SET EXERCISE 1:
In the excerpt on multicore processors, condense the paragraph beginning "Another major game console" into two shorter sentences that keep its main facts.
SET EXERCISE 2:
Locate each line of the records that contains the string "sink" and copy it out. Case counts.

EXCERPT TO READ:
::::
There has been an attempt to use the Cell processor for other applications, but these have been slow to materialize. Some users of the Playstation3 have begun to use the game console itself as a general purpose development workstation. Linux has been available on the Playstation3 for several years and impressive results of the Folding At Home project indicate that very large amounts of computing power are available from processors such as the Cell.

Another major game console, the Microsoft Xbox 360, also uses multicore technology, but somewhat less aggressively. The Xbox 360 uses three PowerPC cores with some vector processing enhancements. This architecture does not appear to have had the same barriers to adoption as the Sony Playstation3, but this is perhaps due to the simple architecture of the Xbox 360.

#### 7. Desktop and Server Processors

Perhaps the most prominent and widely discussed move to multicore has been in the traditional desktop and server devices. All of the major manufacturers of desktop and server CPUs have shifted their high end designs to multicore.

These devices have taken a relatively conservative approach and have gone multicore somewhat reluctantly. Desktop and server processors are almost exclusively concerned with performance. Historically, performance has been increased by the doubling of the number of transistors in a design every 18 months (popularly referred to as "Moore's Law") by producing smaller transistors, and the increasing of the clock speed of these smaller transistors.

| Device            | Core Type | Cores |
|-------------------|-----------|-------|
| AMD Phenom X4     | x86       | 4     |
| Intel Core 2 Duo  | x86       | 4     |
| Sun UltraSPARC T2 | SPARC     | 8     |

*Table 5: Sever and desktop multicore devices.* 

Sometime near the turn of the new millennium, the power consumption of traditional single core processors began to limit the increases in performance. A this time all major manufacturers of desktop and server processors began to build 'dual core' processors containing two identical processor cores. The process continues with four and eight cores now standard for high performance devices.
::::
LISTED RECORDS:
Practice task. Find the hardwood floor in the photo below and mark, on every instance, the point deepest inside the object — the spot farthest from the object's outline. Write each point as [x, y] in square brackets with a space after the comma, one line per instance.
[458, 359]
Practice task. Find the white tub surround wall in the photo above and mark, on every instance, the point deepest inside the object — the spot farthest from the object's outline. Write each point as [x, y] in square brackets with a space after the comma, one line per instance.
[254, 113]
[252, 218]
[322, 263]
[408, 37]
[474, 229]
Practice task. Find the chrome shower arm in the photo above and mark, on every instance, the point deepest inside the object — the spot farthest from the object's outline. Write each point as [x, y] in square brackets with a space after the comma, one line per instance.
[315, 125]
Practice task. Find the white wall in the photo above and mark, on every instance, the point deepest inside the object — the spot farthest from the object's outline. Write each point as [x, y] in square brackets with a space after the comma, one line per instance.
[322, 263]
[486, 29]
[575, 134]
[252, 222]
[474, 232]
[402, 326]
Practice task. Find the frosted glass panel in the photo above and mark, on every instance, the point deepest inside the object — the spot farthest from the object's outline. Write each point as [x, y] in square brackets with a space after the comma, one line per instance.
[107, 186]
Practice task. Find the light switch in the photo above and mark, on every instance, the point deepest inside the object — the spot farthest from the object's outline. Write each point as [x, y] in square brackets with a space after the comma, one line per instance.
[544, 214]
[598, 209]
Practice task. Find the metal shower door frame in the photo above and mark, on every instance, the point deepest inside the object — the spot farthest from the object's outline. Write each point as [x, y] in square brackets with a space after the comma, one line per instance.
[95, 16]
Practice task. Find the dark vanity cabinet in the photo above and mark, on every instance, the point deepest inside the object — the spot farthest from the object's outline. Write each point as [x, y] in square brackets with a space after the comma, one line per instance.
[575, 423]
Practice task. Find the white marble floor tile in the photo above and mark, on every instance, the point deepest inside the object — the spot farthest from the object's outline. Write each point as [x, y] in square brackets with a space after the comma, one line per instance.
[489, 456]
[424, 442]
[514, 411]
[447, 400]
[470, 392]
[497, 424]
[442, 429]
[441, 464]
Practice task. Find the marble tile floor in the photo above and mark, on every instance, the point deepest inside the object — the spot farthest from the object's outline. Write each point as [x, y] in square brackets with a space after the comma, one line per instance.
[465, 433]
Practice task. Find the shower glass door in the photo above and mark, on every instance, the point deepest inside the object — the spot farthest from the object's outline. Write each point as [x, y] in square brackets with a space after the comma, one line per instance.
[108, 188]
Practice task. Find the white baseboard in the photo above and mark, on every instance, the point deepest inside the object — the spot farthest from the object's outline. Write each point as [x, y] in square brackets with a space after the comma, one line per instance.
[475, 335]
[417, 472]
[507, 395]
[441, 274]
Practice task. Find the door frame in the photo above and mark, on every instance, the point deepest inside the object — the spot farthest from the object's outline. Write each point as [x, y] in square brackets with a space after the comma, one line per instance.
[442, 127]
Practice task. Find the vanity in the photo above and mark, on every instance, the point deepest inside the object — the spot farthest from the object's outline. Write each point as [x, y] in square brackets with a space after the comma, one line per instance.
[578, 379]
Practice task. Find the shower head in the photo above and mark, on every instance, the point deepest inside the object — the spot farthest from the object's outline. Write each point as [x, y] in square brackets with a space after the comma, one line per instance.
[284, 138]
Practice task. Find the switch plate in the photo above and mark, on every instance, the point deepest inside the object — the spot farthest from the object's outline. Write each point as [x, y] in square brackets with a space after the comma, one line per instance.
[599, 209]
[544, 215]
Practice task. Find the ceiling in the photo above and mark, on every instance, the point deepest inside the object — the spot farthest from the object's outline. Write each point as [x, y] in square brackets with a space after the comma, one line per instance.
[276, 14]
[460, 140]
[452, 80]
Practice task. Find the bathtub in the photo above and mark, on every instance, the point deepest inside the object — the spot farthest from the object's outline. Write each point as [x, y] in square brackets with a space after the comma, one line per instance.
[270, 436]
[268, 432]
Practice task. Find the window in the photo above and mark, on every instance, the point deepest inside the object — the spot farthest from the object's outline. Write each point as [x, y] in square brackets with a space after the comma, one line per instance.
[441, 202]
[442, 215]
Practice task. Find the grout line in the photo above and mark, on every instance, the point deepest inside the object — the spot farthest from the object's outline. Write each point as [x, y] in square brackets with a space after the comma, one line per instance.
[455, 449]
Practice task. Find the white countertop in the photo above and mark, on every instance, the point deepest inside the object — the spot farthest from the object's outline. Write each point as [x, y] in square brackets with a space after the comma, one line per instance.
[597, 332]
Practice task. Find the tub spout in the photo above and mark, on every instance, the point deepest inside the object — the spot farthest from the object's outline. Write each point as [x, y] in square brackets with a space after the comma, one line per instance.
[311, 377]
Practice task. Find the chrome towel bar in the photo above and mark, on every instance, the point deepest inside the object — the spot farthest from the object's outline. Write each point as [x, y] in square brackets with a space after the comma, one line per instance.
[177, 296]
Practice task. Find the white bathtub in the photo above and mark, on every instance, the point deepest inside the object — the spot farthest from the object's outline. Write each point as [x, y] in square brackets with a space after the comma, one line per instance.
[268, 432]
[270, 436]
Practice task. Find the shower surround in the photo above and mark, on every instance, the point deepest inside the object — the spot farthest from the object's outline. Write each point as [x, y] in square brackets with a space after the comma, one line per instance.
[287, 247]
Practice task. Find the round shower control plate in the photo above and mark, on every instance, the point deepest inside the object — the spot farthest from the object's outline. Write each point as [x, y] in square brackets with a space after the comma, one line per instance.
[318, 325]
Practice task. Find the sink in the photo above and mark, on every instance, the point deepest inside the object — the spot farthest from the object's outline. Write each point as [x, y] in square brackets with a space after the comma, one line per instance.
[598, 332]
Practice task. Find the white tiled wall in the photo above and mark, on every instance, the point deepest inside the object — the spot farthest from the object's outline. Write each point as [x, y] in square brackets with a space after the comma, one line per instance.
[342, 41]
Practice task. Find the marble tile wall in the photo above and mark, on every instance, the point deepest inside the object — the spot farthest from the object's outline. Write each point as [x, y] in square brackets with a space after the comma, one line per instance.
::::
OUTPUT 1:
The Microsoft Xbox 360, another major game console, uses multicore technology less aggressively, with three PowerPC cores that have some vector processing enhancements. Its architecture seems to have met fewer barriers to adoption than the Sony Playstation3's, perhaps because it is simpler.

OUTPUT 2:
Practice task. Find the sink in the photo above and mark, on every instance, the point deepest inside the object — the spot farthest from the object's outline. Write each point as [x, y] in square brackets with a space after the comma, one line per instance.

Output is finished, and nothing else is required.